Direction 1 — According to the commit page, how many additions and deletions does the change make?

Page extract —
[Start]

Mtce: Force enable failure of host that did not reboot during enable.

If the first mtcAlive message from a host that was supposed to be rebooted reports uptime in excess of 40 minutes then that means it did not reboot as expected. This was seen to happen during an extended offline case where the host failed heartbeat, then was reported offline during Graceful Recovery which forced a full enable. When the host eventually came back online its reported uptime made it clear that it never rebooted but mtce allowed it to come into service anyway. This is a security issue that can lead to a host disappearing, being security hacked and brought back into the system without reboot. To fix that, this update requires that a host's uptime, reported in its first mtcAlive message, indicate that it has been up for less twice the configured mtcAlive timeout or the enable will fail until it is proven to reset. Story: 2002882 Task: 22845 Change-Id: I9b3ff0bc1ba5af2ca5b07a58db9da9f288b59576 Signed-off-by: Jack Ding <jack.ding@windriver.com>
2018-06-08 12:07:36 -04:00 · 2018-06-08 12:07:36 -04:00 · 083d38923a
parent acd2d684f6
commit 083d38923a
1 changed files with 13 additions and 2 deletions
--- a/mtce-common/cgts-mtce-common-1.0/maintenance/mtcNodeHdlrs.cpp
+++ b/mtce-common/cgts-mtce-common-1.0/maintenance/mtcNodeHdlrs.cpp
@ -1052,8 +1052,19 @@ int nodeLinkClass::enable_handler ( struct nodeLinkClass::node * node_ptr )
                }
                else
                {
-                    plog ("%s is MTCALIVE (uptime:%d)\n", node_ptr->hostname.c_str(), node_ptr->uptime );
-
+                    plog ("%s is MTCALIVE (uptime:%d secs)\n",
+                              node_ptr->hostname.c_str(), node_ptr->uptime );
+                    if ((NOT_THIS_HOST) &&
+                        ( node_ptr->uptime > ((unsigned int)(node_ptr->mtcalive_timeout*2))))
+                    {
+                        elog ("%s uptime is more than %d seconds ; host did not reboot\n",
+                                  node_ptr->hostname.c_str(),
+                                  (node_ptr->mtcalive_timeout*2));
+                        elog ("%s ... enable failed ; host needs to reboot\n",
+                                  node_ptr->hostname.c_str());
+                        enableStageChange(node_ptr, MTC_ENABLE__FAILURE);
+                        break ;
+                    }
                    /* Set the node mtcAlive timer to configured value.
                     * This will revert bact to normal timeout after any first
                     * unlock value that may be in effect. */

[End]

Direction 2 — Which lines of the records contain the word "blue"? Select each of them.

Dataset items
[Start]

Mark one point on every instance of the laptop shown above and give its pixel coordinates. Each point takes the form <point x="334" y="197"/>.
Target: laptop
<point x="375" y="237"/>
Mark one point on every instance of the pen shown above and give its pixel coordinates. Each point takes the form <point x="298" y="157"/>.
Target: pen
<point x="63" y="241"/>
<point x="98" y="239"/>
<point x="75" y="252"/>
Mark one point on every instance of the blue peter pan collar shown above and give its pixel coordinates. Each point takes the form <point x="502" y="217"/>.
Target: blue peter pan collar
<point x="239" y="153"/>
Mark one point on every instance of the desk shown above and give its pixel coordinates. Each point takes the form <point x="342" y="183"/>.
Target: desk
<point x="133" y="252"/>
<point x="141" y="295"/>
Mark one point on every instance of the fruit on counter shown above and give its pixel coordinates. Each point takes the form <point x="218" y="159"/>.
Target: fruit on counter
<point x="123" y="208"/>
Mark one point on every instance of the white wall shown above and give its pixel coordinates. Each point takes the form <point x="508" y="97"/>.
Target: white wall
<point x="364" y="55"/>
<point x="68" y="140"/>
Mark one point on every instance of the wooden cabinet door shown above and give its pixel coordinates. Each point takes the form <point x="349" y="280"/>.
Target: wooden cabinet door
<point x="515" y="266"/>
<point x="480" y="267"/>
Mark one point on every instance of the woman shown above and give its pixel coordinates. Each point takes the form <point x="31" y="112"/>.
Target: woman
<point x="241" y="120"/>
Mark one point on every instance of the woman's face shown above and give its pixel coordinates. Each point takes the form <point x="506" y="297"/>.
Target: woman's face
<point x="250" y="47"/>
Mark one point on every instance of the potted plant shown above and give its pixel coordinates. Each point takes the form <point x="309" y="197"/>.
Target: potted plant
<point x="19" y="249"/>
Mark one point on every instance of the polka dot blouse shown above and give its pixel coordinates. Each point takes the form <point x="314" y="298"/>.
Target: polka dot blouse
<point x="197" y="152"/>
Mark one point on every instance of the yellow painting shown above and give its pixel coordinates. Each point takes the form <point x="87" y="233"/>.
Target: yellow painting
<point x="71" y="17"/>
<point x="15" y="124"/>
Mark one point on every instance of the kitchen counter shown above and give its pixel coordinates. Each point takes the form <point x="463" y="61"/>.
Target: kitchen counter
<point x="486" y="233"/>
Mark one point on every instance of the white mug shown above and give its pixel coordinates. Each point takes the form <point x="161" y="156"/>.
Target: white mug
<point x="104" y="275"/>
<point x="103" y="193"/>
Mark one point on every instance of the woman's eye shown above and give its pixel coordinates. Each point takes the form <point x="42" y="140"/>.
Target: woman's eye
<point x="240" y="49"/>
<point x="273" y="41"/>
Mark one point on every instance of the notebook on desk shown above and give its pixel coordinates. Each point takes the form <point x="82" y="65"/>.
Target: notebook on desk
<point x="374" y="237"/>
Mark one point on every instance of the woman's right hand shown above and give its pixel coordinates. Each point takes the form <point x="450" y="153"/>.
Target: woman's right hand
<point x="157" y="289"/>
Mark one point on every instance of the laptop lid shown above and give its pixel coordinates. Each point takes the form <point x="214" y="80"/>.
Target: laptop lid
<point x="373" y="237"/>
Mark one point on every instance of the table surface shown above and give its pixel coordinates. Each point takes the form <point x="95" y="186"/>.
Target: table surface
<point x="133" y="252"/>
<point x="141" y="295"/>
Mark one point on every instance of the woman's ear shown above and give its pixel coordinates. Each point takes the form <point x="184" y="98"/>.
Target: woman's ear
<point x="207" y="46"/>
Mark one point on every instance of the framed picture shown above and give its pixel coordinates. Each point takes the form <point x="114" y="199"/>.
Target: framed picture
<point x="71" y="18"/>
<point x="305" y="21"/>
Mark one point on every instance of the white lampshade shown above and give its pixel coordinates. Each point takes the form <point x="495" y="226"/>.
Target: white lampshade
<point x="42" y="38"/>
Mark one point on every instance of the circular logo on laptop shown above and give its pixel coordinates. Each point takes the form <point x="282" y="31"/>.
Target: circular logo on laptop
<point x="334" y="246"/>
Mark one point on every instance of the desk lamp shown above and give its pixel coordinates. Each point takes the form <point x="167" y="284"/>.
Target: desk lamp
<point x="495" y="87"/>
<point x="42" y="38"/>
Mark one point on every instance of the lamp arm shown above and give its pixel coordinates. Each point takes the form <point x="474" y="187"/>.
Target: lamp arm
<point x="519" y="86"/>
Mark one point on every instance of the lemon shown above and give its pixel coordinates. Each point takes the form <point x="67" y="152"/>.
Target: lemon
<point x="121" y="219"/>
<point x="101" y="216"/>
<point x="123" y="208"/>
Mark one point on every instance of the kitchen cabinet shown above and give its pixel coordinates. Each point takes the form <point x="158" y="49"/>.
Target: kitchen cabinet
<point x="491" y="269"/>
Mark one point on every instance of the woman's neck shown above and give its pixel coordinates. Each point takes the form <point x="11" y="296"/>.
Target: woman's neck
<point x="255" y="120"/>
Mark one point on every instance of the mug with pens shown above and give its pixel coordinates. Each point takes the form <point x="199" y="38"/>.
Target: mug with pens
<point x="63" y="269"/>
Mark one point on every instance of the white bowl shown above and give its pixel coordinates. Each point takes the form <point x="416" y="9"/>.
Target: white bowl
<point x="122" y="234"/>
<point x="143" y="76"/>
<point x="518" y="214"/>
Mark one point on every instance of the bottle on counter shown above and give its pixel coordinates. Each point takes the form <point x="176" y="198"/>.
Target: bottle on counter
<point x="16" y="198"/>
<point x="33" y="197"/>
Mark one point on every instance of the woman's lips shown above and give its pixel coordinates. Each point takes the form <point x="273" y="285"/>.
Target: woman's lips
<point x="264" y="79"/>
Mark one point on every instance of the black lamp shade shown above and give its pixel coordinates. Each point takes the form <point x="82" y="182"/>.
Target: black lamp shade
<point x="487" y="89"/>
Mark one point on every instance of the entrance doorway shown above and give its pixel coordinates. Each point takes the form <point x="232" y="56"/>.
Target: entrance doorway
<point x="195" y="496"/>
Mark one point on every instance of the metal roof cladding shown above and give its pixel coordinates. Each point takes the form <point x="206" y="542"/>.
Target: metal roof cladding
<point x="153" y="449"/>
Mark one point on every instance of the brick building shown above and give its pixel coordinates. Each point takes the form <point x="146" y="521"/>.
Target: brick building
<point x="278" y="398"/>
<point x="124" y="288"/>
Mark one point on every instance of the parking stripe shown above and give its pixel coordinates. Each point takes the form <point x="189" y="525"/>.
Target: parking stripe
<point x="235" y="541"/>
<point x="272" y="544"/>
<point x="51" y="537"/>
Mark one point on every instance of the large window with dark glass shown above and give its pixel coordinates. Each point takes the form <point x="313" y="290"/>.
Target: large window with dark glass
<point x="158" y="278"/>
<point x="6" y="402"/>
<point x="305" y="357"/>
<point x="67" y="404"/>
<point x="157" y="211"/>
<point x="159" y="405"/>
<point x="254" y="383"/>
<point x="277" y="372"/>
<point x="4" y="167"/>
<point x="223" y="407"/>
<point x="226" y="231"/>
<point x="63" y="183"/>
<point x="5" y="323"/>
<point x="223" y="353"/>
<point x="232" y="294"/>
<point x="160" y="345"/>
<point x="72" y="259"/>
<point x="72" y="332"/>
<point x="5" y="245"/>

[End]

Task answer 1 — 13 additions and 2 deletions.

Task answer 2 —
Mark one point on every instance of the blue peter pan collar shown above and give its pixel coordinates. Each point takes the form <point x="502" y="217"/>.
Target: blue peter pan collar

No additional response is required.